┌──

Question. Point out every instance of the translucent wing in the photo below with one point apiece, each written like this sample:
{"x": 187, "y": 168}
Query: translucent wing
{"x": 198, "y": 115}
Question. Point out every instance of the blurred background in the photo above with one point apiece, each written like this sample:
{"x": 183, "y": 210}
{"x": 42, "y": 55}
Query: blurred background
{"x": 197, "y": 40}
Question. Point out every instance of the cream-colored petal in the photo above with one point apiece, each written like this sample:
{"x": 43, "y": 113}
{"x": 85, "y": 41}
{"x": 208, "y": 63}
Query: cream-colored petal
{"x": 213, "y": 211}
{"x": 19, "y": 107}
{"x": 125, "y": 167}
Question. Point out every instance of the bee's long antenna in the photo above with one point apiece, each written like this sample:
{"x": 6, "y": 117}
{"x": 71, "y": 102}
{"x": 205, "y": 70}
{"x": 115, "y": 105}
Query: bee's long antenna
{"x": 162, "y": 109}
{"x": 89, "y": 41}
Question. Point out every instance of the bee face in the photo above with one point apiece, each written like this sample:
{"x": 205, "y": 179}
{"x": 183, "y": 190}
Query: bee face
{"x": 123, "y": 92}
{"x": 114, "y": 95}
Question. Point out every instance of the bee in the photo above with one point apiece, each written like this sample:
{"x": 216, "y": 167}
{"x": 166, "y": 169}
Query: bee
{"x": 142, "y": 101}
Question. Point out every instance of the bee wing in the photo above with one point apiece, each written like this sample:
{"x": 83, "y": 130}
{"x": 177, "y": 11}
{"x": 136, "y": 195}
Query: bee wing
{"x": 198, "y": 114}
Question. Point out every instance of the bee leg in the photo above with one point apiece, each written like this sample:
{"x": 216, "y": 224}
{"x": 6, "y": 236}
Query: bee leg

└──

What is required: Copy out every line of the data above word for word, leaving nothing out and changing nothing.

Response to the exercise:
Question. Point out every instance of the translucent wing in the photo below with one point apiece, each written like this sample:
{"x": 187, "y": 168}
Query: translucent wing
{"x": 198, "y": 115}
Question. Point out every instance of the blurred background in the photo above with one point apiece, each written like this sample:
{"x": 183, "y": 210}
{"x": 42, "y": 55}
Query: blurred background
{"x": 197, "y": 40}
Question. Point out every instance of the cream-colored petal in the photo above with one point apiece, each written like this sample:
{"x": 43, "y": 113}
{"x": 85, "y": 41}
{"x": 208, "y": 63}
Query: cream-colored petal
{"x": 213, "y": 211}
{"x": 19, "y": 107}
{"x": 125, "y": 167}
Question. Point out every instance of the bee's long antenna in the photo above with one point apiece, each written like this sample:
{"x": 6, "y": 117}
{"x": 71, "y": 102}
{"x": 205, "y": 70}
{"x": 115, "y": 105}
Query: bee's long antenna
{"x": 162, "y": 109}
{"x": 89, "y": 41}
Question. Point out every instance of the bee face in the photo above with one point apiece, each written like this sample:
{"x": 205, "y": 179}
{"x": 183, "y": 190}
Query: bee face
{"x": 123, "y": 92}
{"x": 114, "y": 95}
Question. Point out every instance of the bee in the photo above with one point apiece, each written like this sample:
{"x": 216, "y": 167}
{"x": 166, "y": 169}
Query: bee
{"x": 142, "y": 101}
Question. Point out every instance of the bee wing in the photo above with one point apiece, each written like this sample:
{"x": 83, "y": 130}
{"x": 177, "y": 11}
{"x": 136, "y": 195}
Query: bee wing
{"x": 198, "y": 114}
Question. Point out every instance of the bee leg in the photo above with one point apiece, each written like this sample:
{"x": 216, "y": 224}
{"x": 6, "y": 236}
Query: bee leg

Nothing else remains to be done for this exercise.